----- Text provided -----

MOSCOW, Nov 6 (Reuters) – Vladimir Putin has decided to run in the March presidential election, a move that will keep him in power until at least 2030, as the Kremlin chief feels he must steer Russia through the most perilous period in decades, six sources told Reuters.
After defusing an armed mutiny by the leader of the Wagner mercenary group in June, Putin has moved to shore up support among his core base in the security forces, the armed forces and with regional voters outside Moscow, while Wagner has been brought firmly to heel .
Russian defense, weapons and overall budget spending has soared while Putin has made numerous public appearances, including the regions, over recent months.
“The decision has been made – he will run,” said one of the sources who has knowledge of the planning.
Another source, also familiar with the Kremlin’s thinking, confirmed that a decision has been made and that Putin’s advisers were preparing for his participation. Three other sources said the decision to run in the March 2024 presidential election had been taken.
The sources spoke to Reuters on condition of anonymity due to the sensitivity of Kremlin politics.
One of them said a choreographed hint was due to come within a few weeks, confirming a Kommersant newspaper report last month.
While many diplomats, spies and officials have said they expect Putin to stay in power for life, there has until now been no specific confirmation of Putin’s plans to stand for re-election.
Kremlin spokesperson Dmitry Peskov said Putin had not yet commented on the issue, adding: “The campaign has not been officially announced yet.”

-----

## Exercises
1. According to the Reuters report on Putin's re-election plans, among which groups has Putin moved to shore up support? List every one.
2. Continue the Reuters report on Putin's re-election plans from the point where it stops.

----- Data extract -----

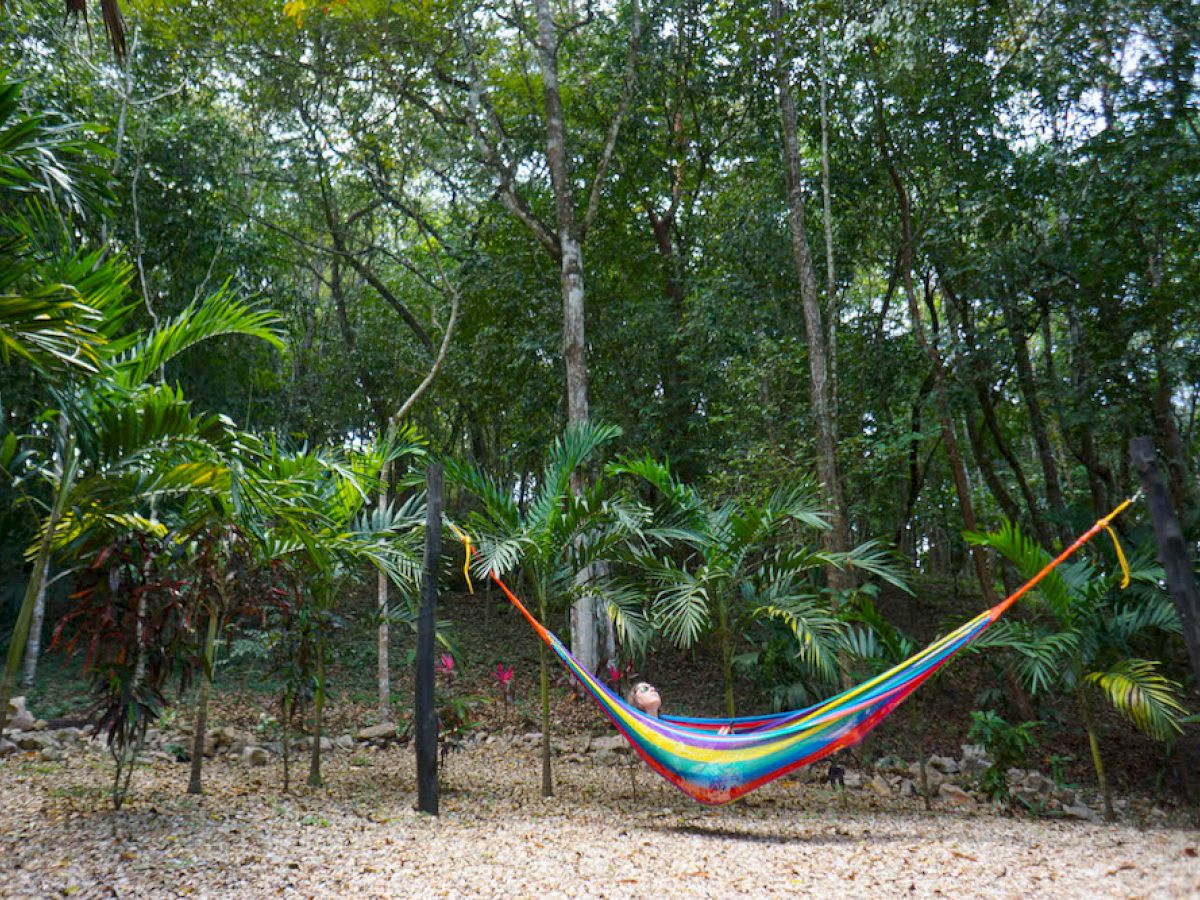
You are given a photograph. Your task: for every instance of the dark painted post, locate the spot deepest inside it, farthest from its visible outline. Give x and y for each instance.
(425, 709)
(1171, 550)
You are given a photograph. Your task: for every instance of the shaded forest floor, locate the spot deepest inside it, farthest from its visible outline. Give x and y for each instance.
(612, 829)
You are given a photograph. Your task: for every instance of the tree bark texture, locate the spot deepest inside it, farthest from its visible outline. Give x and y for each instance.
(424, 706)
(1171, 547)
(1027, 383)
(589, 633)
(383, 637)
(34, 643)
(838, 537)
(201, 725)
(961, 485)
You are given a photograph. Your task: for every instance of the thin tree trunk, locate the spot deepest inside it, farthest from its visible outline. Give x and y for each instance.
(1173, 552)
(989, 473)
(1179, 467)
(424, 701)
(288, 709)
(383, 637)
(1093, 742)
(21, 628)
(838, 537)
(1027, 383)
(831, 270)
(1099, 479)
(202, 705)
(34, 645)
(961, 485)
(727, 661)
(318, 712)
(588, 642)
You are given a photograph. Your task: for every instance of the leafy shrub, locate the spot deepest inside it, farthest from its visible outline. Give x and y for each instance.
(1006, 744)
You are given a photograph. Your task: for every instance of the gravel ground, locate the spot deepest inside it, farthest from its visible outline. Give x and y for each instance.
(610, 832)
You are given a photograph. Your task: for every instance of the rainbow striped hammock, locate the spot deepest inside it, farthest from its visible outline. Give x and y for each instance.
(717, 768)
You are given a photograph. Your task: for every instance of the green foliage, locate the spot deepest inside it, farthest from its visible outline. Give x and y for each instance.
(1008, 745)
(1085, 631)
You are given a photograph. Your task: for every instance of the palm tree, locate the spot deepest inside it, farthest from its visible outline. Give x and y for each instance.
(1081, 639)
(742, 565)
(313, 513)
(124, 448)
(555, 539)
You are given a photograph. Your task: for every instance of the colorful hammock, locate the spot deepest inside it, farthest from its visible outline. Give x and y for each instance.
(717, 768)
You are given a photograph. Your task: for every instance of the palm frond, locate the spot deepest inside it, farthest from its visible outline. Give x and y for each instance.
(1141, 695)
(871, 557)
(1030, 558)
(817, 633)
(681, 609)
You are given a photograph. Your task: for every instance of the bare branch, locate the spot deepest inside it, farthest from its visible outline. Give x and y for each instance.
(627, 94)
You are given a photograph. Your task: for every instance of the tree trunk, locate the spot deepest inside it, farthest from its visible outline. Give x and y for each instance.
(1027, 383)
(424, 702)
(288, 711)
(1179, 467)
(1099, 480)
(838, 538)
(727, 663)
(982, 383)
(588, 637)
(202, 705)
(989, 473)
(41, 563)
(383, 637)
(547, 781)
(831, 270)
(34, 645)
(318, 712)
(961, 485)
(1093, 742)
(1171, 549)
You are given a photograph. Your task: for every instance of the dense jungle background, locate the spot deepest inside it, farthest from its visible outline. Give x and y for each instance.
(762, 342)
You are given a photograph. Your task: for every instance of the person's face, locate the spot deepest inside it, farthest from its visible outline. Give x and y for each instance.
(646, 697)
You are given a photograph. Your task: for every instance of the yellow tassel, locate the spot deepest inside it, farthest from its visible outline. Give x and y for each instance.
(466, 562)
(1125, 564)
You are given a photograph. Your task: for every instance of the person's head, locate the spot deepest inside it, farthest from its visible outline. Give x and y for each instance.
(645, 696)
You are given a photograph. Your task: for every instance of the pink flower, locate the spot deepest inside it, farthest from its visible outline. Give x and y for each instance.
(503, 675)
(617, 675)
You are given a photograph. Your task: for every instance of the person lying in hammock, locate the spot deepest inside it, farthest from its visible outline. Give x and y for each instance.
(645, 696)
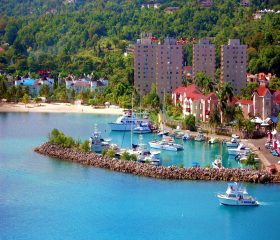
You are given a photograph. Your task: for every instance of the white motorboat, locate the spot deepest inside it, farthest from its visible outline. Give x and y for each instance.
(217, 163)
(127, 122)
(241, 149)
(167, 143)
(97, 143)
(144, 155)
(236, 196)
(200, 137)
(213, 140)
(187, 137)
(142, 128)
(163, 133)
(233, 143)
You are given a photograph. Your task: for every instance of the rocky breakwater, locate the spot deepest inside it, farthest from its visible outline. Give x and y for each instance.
(147, 170)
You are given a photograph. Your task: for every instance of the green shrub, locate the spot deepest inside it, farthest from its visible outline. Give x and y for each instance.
(125, 156)
(85, 147)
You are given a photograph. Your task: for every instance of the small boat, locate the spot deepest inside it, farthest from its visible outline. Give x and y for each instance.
(213, 140)
(127, 122)
(233, 143)
(195, 164)
(187, 137)
(200, 137)
(163, 133)
(167, 143)
(143, 154)
(236, 196)
(142, 128)
(241, 149)
(217, 163)
(97, 143)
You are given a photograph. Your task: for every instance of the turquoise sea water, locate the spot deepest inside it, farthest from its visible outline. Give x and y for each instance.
(42, 198)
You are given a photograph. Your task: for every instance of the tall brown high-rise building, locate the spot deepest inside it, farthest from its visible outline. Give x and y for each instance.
(204, 58)
(161, 64)
(234, 64)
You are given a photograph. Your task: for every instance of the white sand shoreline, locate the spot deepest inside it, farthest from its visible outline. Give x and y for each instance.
(57, 108)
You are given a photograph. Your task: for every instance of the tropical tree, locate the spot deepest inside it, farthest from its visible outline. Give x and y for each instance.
(189, 122)
(247, 92)
(225, 94)
(25, 99)
(274, 83)
(214, 117)
(152, 99)
(204, 82)
(249, 127)
(44, 91)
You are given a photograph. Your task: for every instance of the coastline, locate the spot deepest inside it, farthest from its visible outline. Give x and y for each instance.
(158, 172)
(57, 108)
(266, 159)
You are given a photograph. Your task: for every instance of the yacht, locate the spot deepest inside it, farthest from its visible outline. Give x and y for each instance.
(200, 137)
(163, 133)
(241, 149)
(144, 155)
(127, 122)
(213, 140)
(167, 143)
(142, 128)
(217, 163)
(236, 196)
(187, 137)
(97, 143)
(233, 143)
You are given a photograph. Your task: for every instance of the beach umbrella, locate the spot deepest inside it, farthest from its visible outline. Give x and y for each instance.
(257, 120)
(274, 119)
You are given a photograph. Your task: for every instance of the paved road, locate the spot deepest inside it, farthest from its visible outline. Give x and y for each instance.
(263, 152)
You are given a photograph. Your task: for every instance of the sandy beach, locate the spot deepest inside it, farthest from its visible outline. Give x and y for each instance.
(58, 108)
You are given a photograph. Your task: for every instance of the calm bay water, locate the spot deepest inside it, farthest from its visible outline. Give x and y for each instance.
(42, 198)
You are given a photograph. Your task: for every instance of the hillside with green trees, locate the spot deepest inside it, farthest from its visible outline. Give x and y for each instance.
(91, 37)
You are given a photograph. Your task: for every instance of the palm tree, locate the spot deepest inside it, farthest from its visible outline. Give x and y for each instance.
(225, 94)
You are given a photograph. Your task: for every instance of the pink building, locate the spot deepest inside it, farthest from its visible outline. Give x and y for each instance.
(276, 103)
(247, 107)
(234, 64)
(262, 101)
(204, 59)
(160, 64)
(194, 102)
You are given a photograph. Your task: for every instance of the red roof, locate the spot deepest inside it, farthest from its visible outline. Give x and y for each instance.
(262, 77)
(234, 100)
(82, 84)
(212, 95)
(277, 97)
(245, 102)
(262, 90)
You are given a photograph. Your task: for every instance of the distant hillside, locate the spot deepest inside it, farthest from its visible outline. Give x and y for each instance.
(92, 36)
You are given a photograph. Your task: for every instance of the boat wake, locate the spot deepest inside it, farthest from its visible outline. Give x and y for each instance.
(268, 203)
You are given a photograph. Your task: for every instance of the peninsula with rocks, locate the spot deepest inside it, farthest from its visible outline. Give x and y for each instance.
(159, 172)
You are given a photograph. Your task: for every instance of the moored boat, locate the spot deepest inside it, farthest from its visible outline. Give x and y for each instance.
(217, 163)
(213, 140)
(200, 137)
(127, 122)
(142, 128)
(241, 149)
(236, 196)
(233, 143)
(97, 143)
(167, 143)
(187, 137)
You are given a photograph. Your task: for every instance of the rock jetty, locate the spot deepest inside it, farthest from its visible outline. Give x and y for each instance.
(160, 172)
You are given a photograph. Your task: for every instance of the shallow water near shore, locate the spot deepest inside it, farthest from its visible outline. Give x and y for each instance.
(46, 198)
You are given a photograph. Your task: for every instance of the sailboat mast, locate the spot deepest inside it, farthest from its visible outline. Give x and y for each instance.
(131, 121)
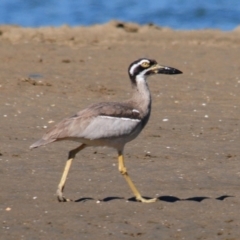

-----

## Exercise answers
1.
- The security forces
- The armed forces
- Regional voters outside Moscow

2.
RUSSIA AT WAR
Putin, 71, who was handed the presidency by Boris Yeltsin on the last day of 1999, has already served as president for longer than any other Russian ruler since Josef Stalin, beating even Leonid Brezhnev’s 18-year tenure.
Diplomats say there is no serious rival who could threaten Putin’s chances at the ballot box, should the incumbent run again. The former KGB spy enjoys approval ratings of 80%, can count on the support of the state and the state media, and there is almost no mainstream public opposition to his continued rule.
Yet Putin faces the most serious set of challenges any Kremlin chief has faced since Mikhail Gorbachev grappled with the crumbling Soviet Union more than three decades ago.
The war in Ukraine has triggered the biggest confrontation with the West since the 1962 Cuban Missile Crisis and the resulting Western sanctions have delivered the biggest external shock to the Russian economy in decades.
Inflation has accelerated while the rouble has fallen since the war began, and defense spending will account for almost one third of Russia’s total budget expenditure in 2024, the government’s draft plans show.
But the biggest direct threat to Putin’s continued rule came in June, when Russia’s most powerful mercenary, Yevgeny Prigozhin, led a short-lived mutiny.
Prigozhin was killed in a plane crash two months to the day after the mutiny, and Putin has since used the Defense Ministry and the National Guard to extend his allies’ control over the remnants of the Wagner force.
The West casts Putin as a war criminal and a dictator who has led Russia into an imperial-style land grab that has weakened Russia and forged Ukrainian statehood, while uniting the West and handing NATO a renewed sense of mission.
Putin, though, presents the war as part of a much broader struggle with the United States which the Kremlin elite says aims to cleave Russia apart, grab its vast natural resources and then turn to settling scores with China.
“Russia is facing the combined might of the West so major change would not be expeditious,” one of the sources said.
For some Russians, however, the war has shown the faultlines of post-Soviet Russia.
Jailed Russian opposition politician Alexei Navalny says Putin has led Russia down a strategic dead end towards ruin, building a brittle system of corrupt sycophants that will ultimately cause chaos rather than stability.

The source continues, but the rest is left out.